(Records from a data source)
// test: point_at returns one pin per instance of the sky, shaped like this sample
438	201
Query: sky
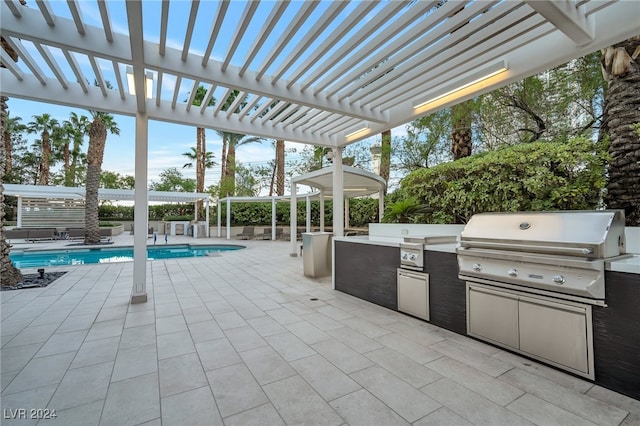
167	141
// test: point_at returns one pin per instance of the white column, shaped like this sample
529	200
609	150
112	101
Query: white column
219	220
321	211
308	214
273	218
141	213
293	220
207	231
346	213
338	194
19	218
228	218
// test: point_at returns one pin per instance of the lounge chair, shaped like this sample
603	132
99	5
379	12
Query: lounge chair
246	234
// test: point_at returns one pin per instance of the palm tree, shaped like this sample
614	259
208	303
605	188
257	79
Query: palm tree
101	124
9	274
45	125
621	68
234	140
207	163
78	126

**EXERCISE**
Format the lines above as a JSON array of strings, one string per line, with blank lines skipped. Leave the pictures out of the answer.

**RESULT BELOW**
[
  "// test: point_at returns one pin per instance of the sky, shaped like this sample",
  "438\t201",
  "Query: sky",
  "167\t141",
  "// test: point_at returns one pin per instance of the white column, shaped like this sample",
  "529\t200",
  "609\t150",
  "112\t101",
  "Query: white column",
  "219\t220",
  "321\t211",
  "308\t214",
  "273\t218",
  "141\t213",
  "293\t220",
  "207\t231",
  "346\t213",
  "338\t194",
  "19\t218",
  "228\t218",
  "// test: point_at returns one pin per instance of the lounge chair, shaped like this sample",
  "603\t132",
  "99\t5",
  "379\t12",
  "Query: lounge chair",
  "246\t234",
  "// test: point_at returns one pin per instance of the palm tree, shaped like this sample",
  "614\t259",
  "208\t303",
  "605\t188",
  "257\t79",
  "Query: palm tree",
  "101\t124",
  "9\t274",
  "45\t125",
  "621\t68",
  "234\t140",
  "207\t163",
  "78\t126"
]